» Page extract
CVPR2024-Papers-with-Code - Stay Informed with CVPR 2024's Innovations in Computer Vision

Welcome to the CVPR 2024 Papers with Code Collection!

The CVPR 2024 decisions have now been released on OpenReview, and this project curates a comprehensive collection of the most notable papers and their associated code repositories, making it easier for researchers, developers, and enthusiasts to access the latest advancements in computer vision. This collection is organized into a wide array of categories, reflecting the diverse subfields and interests within the computer vision community.

Quick Navigation

Below is a glance at some of the many categories included in the CVPR 2024 Papers with Code collection. Each category contains pioneering papers, gives you direct access to the code, and highlights new developments in their respective fields.

3DGS (Gaussian Splatting): Delve into advanced 3D rendering techniques. Check out "Scaffold-GS" for structured 3D rendering using Gaussians, which offers adaptability across views. For real-time applications, explore "GPS-Gaussian," which focuses on human view synthesis with great generalization.

» Recorded information
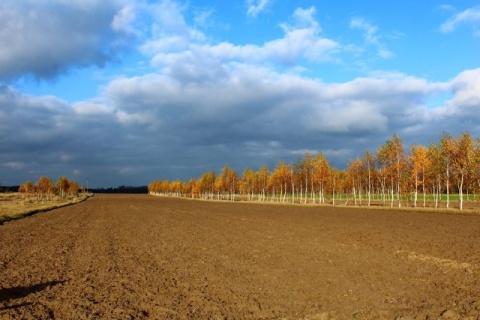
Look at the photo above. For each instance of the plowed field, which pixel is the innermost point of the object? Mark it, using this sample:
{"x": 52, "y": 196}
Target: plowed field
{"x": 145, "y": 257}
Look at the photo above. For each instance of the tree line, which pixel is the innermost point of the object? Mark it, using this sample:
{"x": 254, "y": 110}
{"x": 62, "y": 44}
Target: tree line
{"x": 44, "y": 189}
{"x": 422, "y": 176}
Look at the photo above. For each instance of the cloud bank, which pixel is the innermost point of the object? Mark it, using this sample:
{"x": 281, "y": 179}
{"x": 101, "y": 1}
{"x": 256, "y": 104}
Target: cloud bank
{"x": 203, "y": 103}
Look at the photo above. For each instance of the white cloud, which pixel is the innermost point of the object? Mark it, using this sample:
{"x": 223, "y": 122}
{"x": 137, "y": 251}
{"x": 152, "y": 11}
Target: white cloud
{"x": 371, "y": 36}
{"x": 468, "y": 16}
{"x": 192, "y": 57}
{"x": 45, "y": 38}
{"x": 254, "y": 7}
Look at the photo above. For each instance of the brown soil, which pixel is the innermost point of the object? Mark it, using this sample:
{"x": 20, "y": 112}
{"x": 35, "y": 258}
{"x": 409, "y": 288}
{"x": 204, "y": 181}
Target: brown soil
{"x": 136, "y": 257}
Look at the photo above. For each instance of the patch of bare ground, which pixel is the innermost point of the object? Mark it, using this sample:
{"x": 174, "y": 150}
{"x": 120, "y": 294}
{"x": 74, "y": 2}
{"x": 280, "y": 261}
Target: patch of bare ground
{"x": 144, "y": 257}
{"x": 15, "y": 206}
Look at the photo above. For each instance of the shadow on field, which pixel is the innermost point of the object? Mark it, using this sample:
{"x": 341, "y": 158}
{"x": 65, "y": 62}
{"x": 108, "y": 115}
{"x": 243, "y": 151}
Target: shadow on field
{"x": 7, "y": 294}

» Instructions
(a) In the page about CVPR 2024 papers with code, shorten the paragraph beginning "The CVPR 2024 decisions have now been released" into a short bulleted list that keeps its main facts.
(b) According to the page about CVPR 2024 papers with code, which paper focuses on human view synthesis for real-time use?
(c) Write the next part of the page about CVPR 2024 papers with code, starting right after its final sentence.

» Answers for the tasks
(a)
- CVPR 2024 decisions are out on OpenReview.
- The project gathers notable papers along with their code repositories.
- It aims to give researchers, developers, and enthusiasts easy access to new work in computer vision.
- The papers are sorted into many categories that reflect the field's subfields and interests.

(b) "GPS-Gaussian."

(c)
Avatars: If realistic human avatars pique your interest, the project "GaussianAvatar" offers impressive modeling from single videos using 3D Gaussians.
Backbone: This section sheds light on innovative network architectures like "RepViT," which rethinks mobile CNNs through the lens of vision transformers, offering robust visual perception.
CLIP: Explore extensions to the popular CLIP model that enhance focus and fairness in vision-language learning with projects like "Alpha-CLIP."
Embodied AI: Technologies blending AI with physical entities are growing. Notable here are "EmbodiedScan" for holistic 3D multi-modal perception, and "MP5," which operates within Minecraft environments for open-ended intelligent systems.
NeRF (Neural Radiance Fields): Dive into "PIE-NeRF," which brings an interactive physics-based component to elastodynamics through NeRF.
Diffusion Models: A booming category for image generation. "InstanceDiffusion" provides instance-level control while "DeepCache" proposes acceleration methods that are resource-efficient.
Vision Transformer: This part of the directory offers insights into advanced vision transformers, highlighting work like "TransNeXt" for robust visual perception.
Object Detection: This category showcases advanced detection algorithms. For instance, "DETRs Beat YOLOs" presents developments surpassing even YOLO models in real-time object detection tasks.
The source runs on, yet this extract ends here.